Exercise brief = Please write out each entry exactly as it appears.

Top of Data in this exercise

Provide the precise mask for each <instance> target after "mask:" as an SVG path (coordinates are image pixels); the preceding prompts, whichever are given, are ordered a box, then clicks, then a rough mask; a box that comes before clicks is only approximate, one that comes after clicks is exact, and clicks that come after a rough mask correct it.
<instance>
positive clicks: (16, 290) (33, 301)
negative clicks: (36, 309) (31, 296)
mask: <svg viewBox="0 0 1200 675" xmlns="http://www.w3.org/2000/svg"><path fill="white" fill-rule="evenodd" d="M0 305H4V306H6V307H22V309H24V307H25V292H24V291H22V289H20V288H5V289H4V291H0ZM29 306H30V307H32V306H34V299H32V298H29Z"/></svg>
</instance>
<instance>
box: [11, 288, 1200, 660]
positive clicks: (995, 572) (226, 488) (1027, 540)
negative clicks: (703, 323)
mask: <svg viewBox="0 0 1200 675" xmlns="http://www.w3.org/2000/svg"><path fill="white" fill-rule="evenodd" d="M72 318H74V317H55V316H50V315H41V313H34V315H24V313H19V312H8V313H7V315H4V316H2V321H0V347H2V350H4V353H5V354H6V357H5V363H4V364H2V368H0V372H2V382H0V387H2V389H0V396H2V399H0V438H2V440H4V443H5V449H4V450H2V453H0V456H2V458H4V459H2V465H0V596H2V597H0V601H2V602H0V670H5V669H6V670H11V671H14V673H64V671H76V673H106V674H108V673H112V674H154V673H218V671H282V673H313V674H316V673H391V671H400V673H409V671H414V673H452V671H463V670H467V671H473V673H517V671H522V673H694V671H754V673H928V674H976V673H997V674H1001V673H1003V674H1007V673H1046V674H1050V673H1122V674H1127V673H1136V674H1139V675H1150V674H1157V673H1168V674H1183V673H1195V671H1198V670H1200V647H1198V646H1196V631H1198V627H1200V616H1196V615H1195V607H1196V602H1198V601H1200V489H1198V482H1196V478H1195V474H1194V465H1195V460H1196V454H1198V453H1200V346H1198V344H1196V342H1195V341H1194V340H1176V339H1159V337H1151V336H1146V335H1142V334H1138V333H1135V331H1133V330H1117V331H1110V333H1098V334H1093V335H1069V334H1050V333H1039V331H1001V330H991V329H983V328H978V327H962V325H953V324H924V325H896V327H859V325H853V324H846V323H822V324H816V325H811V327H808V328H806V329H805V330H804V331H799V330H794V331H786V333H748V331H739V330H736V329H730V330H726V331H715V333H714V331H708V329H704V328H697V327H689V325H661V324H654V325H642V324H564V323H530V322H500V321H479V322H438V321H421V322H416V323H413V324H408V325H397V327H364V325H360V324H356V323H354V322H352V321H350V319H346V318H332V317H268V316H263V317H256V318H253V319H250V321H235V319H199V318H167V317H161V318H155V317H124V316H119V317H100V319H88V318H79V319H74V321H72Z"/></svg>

Bottom of Data in this exercise

Answer for the task =
Provide the precise mask for each <instance> target after "mask:" as an SVG path (coordinates are image pixels); the preceding prompts, whichever are given, are ordered a box, then clicks, then a rough mask; a box that comes before clicks is only approximate, one that comes after clicks is exact, and clicks that come after a rough mask correct it.
<instance>
positive clicks: (16, 290) (33, 301)
negative clicks: (36, 309) (31, 296)
mask: <svg viewBox="0 0 1200 675" xmlns="http://www.w3.org/2000/svg"><path fill="white" fill-rule="evenodd" d="M0 305H4V306H6V307H22V309H24V307H25V292H24V291H22V289H20V288H5V289H4V291H0ZM29 306H30V307H32V306H34V299H32V298H29Z"/></svg>
</instance>
<instance>
box: [11, 288, 1200, 660]
positive clicks: (995, 572) (226, 488) (1027, 540)
negative clicks: (703, 323)
mask: <svg viewBox="0 0 1200 675" xmlns="http://www.w3.org/2000/svg"><path fill="white" fill-rule="evenodd" d="M72 318H74V317H55V316H50V315H41V313H34V315H24V313H19V312H8V313H7V315H4V316H2V321H0V347H2V350H4V353H5V354H6V357H5V363H4V364H2V368H0V372H2V382H0V387H2V389H0V396H2V399H0V438H2V440H4V443H5V449H4V450H2V453H0V456H2V458H4V459H2V465H0V596H2V597H0V601H2V602H0V670H5V669H6V670H11V671H14V673H64V671H76V673H106V674H108V673H112V674H154V673H218V671H282V673H313V674H316V673H391V671H400V673H409V671H414V673H452V671H463V670H467V671H473V673H517V671H522V673H694V671H754V673H928V674H976V673H997V674H1001V673H1003V674H1007V673H1046V674H1050V673H1122V674H1127V673H1136V674H1139V675H1150V674H1157V673H1168V674H1183V673H1195V671H1198V670H1200V647H1198V646H1196V631H1198V627H1200V616H1196V615H1195V607H1196V602H1198V601H1200V489H1198V482H1196V478H1195V474H1194V465H1195V460H1196V454H1198V453H1200V346H1198V344H1196V342H1195V341H1194V340H1176V339H1159V337H1151V336H1146V335H1142V334H1138V333H1135V331H1133V330H1117V331H1110V333H1098V334H1093V335H1069V334H1050V333H1039V331H1001V330H991V329H983V328H978V327H962V325H953V324H924V325H896V327H859V325H853V324H846V323H822V324H816V325H811V327H808V328H806V329H805V330H804V331H799V330H794V331H786V333H748V331H739V330H736V329H730V330H726V331H715V333H714V331H708V329H704V328H697V327H689V325H661V324H654V325H642V324H564V323H530V322H500V321H479V322H438V321H421V322H416V323H413V324H408V325H397V327H364V325H360V324H356V323H354V322H352V321H350V319H346V318H332V317H268V316H263V317H256V318H253V319H250V321H235V319H199V318H167V317H161V318H155V317H124V316H119V317H100V319H88V318H79V319H74V321H72Z"/></svg>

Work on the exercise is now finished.